(Texto selecionado)
----

HISTÓRIA DA PALESTINA

O banho de sangue em Sabra e Chatila

Um dos mais bárbaros crimes de guerra da segunda metade do século XX só não se repete pela ação do Hamas e da resistência armada palestina

O Massacre de Sabra e Chatila aconteceu entre 16 e 18 de setembro de 1982, em Beirute, a capital do Líbano. Cerca de 3500 civis palestinos desarmados foram brutalmente torturados e assassinados por milícias fascistas cristãs, as Falanges (ou Kataeb) Libanesas, coordenadas pelo exército “israelense”, com o aval dos Estados Unidos e demais países imperialistas. Os três dias de violência que assombraram o campo de refugiados palestino, Chatila, e o bairro adjacente de Sabra, localizados a sudoeste da cidade, ocorreram durante a sangrenta guerra civil do Líbano, provocada por “Israel”. As imagens dos corpos empilhados pelas ruas estreitas, multidões aos prantos buscando por sobreviventes são até hoje lembradas como um dos mais abomináveis episódios da história da limpeza étnica do povo palestino.

Em 1948, com a formação do Estado de Israel, cerca de 500 cidades e aldeias árabes foram destruídas. Expulsas ou aterrorizadas pelos sionistas, quase 1 milhão de pessoas deixaram a Palestina. Cerca de 110 mil delas cruzaram a fronteira da Galileia e se refugiaram no Líbano em busca de abrigo e segurança.

No início dos anos 70, a Organização para a Libertação da Palestina, a OLP, por influência dos EUA, foi expulsa da Jordânia. O conflito, conhecido como Setembro Negro, causou a morte de 20 mil palestinos. Yasser Arafat, o líder histórico da OLP, estabeleceu a sua sede no Líbano e desenvolveu um aparato militar para liderar a luta armada de resistência contra a ocupação de “Israel”. A OLP liderava cerca de 340 mil palestinos e fornecia serviços sociais e de infraestruturas básicas. Milhares de combatentes se abrigavam e treinavam nos campos de refugiados, que eram vistos como símbolo da resistência Palestina.

----

(Dados para análise)
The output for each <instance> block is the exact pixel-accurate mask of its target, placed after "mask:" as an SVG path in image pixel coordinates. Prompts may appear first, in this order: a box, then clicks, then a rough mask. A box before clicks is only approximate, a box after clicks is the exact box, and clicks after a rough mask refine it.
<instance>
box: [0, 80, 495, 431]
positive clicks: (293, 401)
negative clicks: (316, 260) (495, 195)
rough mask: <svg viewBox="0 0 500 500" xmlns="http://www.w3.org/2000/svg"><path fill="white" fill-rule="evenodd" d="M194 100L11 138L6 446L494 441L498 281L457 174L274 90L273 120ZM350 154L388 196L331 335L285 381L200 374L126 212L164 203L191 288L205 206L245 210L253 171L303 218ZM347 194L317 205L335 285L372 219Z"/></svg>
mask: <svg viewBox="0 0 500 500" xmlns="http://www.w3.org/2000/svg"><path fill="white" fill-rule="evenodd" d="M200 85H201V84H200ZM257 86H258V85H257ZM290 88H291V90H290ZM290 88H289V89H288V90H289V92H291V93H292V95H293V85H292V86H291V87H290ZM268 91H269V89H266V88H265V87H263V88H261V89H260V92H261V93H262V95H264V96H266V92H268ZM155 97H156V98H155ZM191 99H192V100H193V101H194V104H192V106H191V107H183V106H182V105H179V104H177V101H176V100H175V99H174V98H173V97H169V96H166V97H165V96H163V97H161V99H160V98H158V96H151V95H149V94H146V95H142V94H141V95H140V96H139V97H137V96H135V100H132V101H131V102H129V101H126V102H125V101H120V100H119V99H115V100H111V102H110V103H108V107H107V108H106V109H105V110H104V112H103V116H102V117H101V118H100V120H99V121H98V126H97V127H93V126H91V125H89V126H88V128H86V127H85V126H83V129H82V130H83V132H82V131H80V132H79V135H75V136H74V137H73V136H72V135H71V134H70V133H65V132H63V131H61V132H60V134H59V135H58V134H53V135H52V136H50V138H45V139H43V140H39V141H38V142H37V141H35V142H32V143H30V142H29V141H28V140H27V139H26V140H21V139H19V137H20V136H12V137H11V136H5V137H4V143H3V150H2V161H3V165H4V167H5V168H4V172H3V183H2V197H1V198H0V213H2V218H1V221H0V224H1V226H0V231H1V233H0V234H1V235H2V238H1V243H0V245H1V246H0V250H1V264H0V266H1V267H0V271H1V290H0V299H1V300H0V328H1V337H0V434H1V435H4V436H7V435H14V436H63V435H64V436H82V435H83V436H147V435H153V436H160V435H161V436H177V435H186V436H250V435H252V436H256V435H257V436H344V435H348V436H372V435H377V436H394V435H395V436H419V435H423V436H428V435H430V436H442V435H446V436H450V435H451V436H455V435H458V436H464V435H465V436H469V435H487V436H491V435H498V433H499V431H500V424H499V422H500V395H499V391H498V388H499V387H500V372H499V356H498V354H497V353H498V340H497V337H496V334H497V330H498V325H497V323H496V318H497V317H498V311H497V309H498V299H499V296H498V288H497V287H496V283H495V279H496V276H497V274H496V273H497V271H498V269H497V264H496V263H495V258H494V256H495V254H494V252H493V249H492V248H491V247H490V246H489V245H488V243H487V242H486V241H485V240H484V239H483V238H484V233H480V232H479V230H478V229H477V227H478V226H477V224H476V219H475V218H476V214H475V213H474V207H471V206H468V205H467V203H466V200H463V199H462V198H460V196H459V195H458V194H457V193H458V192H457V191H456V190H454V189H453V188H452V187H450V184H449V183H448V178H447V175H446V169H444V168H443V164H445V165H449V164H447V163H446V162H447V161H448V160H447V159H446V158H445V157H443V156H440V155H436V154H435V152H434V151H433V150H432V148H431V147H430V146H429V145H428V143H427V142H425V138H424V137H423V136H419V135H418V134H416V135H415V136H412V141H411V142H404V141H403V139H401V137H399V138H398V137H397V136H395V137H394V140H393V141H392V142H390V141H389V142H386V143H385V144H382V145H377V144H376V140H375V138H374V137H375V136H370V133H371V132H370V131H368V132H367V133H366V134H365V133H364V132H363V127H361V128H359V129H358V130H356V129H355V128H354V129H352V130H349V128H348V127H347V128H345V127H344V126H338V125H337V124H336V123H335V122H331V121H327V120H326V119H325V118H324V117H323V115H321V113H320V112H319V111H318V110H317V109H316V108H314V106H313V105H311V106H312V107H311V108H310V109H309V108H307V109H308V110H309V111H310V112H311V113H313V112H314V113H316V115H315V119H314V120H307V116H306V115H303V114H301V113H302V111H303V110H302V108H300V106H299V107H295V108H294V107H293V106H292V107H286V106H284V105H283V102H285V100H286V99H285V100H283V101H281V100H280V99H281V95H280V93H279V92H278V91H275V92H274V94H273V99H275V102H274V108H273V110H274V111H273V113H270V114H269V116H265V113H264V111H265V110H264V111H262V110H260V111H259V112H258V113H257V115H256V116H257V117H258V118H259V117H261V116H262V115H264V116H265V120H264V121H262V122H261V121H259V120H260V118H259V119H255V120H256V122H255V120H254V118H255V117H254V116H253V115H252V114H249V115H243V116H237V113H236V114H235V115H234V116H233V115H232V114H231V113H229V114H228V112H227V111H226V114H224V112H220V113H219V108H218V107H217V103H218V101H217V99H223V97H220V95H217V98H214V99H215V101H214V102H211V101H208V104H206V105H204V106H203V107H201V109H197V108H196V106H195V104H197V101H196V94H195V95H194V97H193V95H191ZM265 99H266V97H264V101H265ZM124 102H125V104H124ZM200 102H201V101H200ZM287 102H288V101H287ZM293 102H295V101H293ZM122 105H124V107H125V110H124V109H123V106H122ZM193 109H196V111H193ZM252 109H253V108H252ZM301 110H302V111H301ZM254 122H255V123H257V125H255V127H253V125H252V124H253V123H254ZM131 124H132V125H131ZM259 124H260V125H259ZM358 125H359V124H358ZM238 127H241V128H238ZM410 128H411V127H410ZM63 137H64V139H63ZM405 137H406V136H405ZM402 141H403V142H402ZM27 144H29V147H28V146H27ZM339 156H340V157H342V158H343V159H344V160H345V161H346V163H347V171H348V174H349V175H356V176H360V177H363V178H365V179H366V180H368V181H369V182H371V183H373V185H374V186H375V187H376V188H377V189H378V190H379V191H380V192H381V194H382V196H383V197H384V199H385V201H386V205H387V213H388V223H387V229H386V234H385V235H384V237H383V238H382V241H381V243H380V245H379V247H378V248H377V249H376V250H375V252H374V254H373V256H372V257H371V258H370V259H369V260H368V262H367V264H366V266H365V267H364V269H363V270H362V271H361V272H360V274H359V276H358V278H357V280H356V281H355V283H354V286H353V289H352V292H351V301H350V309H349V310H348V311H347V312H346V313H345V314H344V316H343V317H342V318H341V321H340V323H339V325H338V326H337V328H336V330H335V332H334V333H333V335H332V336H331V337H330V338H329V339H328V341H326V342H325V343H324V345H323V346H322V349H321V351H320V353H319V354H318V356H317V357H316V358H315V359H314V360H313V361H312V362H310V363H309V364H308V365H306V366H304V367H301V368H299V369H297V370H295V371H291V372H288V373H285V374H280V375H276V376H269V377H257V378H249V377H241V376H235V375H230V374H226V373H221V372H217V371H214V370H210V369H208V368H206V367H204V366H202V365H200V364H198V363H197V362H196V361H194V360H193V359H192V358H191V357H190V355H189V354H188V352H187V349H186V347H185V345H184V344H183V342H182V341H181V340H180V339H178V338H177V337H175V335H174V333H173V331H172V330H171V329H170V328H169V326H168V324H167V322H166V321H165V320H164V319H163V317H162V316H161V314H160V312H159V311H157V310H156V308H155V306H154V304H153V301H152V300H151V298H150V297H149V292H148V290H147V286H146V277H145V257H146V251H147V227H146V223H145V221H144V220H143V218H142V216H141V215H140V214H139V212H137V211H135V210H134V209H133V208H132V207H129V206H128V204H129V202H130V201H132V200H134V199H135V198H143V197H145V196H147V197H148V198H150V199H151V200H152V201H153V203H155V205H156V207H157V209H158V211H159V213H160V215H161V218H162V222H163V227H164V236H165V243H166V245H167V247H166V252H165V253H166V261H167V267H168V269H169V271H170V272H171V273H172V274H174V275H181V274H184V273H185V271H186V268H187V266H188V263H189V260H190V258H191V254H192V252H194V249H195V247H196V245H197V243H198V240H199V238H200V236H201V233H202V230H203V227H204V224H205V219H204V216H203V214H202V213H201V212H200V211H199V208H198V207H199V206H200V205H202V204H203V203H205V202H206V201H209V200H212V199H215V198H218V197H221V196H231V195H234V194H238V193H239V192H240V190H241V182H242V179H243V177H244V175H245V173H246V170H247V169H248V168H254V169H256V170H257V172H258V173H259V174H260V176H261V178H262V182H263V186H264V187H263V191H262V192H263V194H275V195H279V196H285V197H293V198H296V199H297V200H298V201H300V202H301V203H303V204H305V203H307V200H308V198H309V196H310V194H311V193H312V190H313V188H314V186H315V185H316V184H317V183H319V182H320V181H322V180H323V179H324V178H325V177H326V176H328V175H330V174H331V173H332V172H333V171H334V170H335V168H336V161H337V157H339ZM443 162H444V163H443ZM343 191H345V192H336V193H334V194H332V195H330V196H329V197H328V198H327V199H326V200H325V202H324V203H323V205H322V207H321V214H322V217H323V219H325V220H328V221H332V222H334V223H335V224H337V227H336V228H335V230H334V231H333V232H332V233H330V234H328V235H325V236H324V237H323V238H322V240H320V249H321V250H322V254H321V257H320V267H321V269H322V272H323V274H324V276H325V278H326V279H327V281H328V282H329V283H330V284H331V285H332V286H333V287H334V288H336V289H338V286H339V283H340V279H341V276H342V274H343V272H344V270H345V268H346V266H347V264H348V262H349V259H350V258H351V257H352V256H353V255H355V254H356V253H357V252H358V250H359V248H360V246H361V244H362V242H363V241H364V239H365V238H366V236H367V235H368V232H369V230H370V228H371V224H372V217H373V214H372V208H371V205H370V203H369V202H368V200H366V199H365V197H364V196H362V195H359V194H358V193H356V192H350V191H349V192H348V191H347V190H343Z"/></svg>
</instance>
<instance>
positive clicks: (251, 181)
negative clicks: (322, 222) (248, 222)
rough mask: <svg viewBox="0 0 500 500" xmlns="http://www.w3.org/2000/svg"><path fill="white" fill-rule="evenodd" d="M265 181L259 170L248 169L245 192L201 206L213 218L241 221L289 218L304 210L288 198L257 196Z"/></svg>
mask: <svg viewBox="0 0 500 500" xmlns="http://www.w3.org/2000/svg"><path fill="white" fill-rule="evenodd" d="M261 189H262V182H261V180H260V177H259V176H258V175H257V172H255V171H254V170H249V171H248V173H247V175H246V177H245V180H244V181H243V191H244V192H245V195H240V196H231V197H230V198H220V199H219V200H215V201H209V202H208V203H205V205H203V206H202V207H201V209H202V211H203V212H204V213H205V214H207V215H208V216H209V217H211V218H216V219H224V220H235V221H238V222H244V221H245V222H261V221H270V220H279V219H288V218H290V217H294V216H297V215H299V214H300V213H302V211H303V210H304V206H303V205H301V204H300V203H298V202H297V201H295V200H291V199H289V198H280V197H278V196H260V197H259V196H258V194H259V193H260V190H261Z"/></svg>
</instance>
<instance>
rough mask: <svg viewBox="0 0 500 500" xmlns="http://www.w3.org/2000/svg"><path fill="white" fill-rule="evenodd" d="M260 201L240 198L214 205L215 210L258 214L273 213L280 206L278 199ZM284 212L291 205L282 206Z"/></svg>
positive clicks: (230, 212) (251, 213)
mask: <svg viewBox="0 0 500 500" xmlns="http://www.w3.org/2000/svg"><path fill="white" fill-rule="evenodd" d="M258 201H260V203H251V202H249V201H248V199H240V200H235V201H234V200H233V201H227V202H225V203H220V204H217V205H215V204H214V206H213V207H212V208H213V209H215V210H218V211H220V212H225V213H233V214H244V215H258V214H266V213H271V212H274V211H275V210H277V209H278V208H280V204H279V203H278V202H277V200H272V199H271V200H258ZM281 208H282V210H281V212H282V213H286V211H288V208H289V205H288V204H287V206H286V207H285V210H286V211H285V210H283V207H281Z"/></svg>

----

(Ação solicitada 1) Segundo o texto sobre o massacre de Sabra e Chatila, quantos palestinos morreram no conflito conhecido como Setembro Negro?
(Ação solicitada 2) Retome o texto sobre o massacre de Sabra e Chatila a partir do ponto em que ele termina.

(Resposta escrita 1) 20 mil palestinos.

(Resposta escrita 2)
A presença da OLP no Líbano preocupava os “israelenses” que, por isso, instigaram a tenebrosa guerra civil no país que durou de 1975 a 1990. A guerra envolveu cristãos conservadores como os do Partido Falangista, apoiados por “Israel” e pelos EUA, e muçulmanos progressistas como os da OLP, apoiados pelos drusos, a esquerda libanesa e pela Síria. Financiados pelos países imperialistas, os sionistas tinham como maior objetivo neutralizar a resistência revolucionária palestina para dominar a região.

Em 6 de junho de 1982, Ariel Sharon, ministro de defesa de Israel e líder do exército, recebeu aval do primeiro-ministro Menachem Begin para invadir o Líbano até o rio Litani, na operação “Paz na Galileia”. Cerca de 60 mil soldados e mais de 800 tanques, fortemente apoiados por aeronaves, helicópteros de ataque, artilharia e barcos com mísseis, cruzaram a fronteira de “Israel”. O objetivo oficial das Forças de Defesa de “Israel”, FDI, era fazer cessar os ataques dos palestinos ao país, a partir do sul do Líbano.

Ariel Sharon, no entanto, expandiu rapidamente a guerra e avançou até Beirute, cercando milhares de combatentes da OLP e sitiando cerca de 500 mil pessoas. Segundo Sharon, ele iria “livrar o mundo do centro do terrorismo internacional”

Dezenas de milhares de palestinos moravam em Sabra e no campo de refugiados de Chatila. Em más condições de habitação, desemprego, pobreza e falta de acesso a serviços básicos, o campo era considerado um reduto da OLP, que defendia os refugiados desde a sua criação.

O cerco de Beirute começou em 13 de junho, 7 dias após a invasão do sul Líbano, Durante 10 semanas, “Israel” atacou a cidade por ar, mar e terra, cortando o abastecimento de alimentos, água e eletricidade principalmente nas áreas onde moravam os palestinos. Rompendo o acordo de cessar-fogo que havia sido mediado pelas Nações Unidas e os EUA, as tropas sionistas queriam expulsar a OLP do Líbano.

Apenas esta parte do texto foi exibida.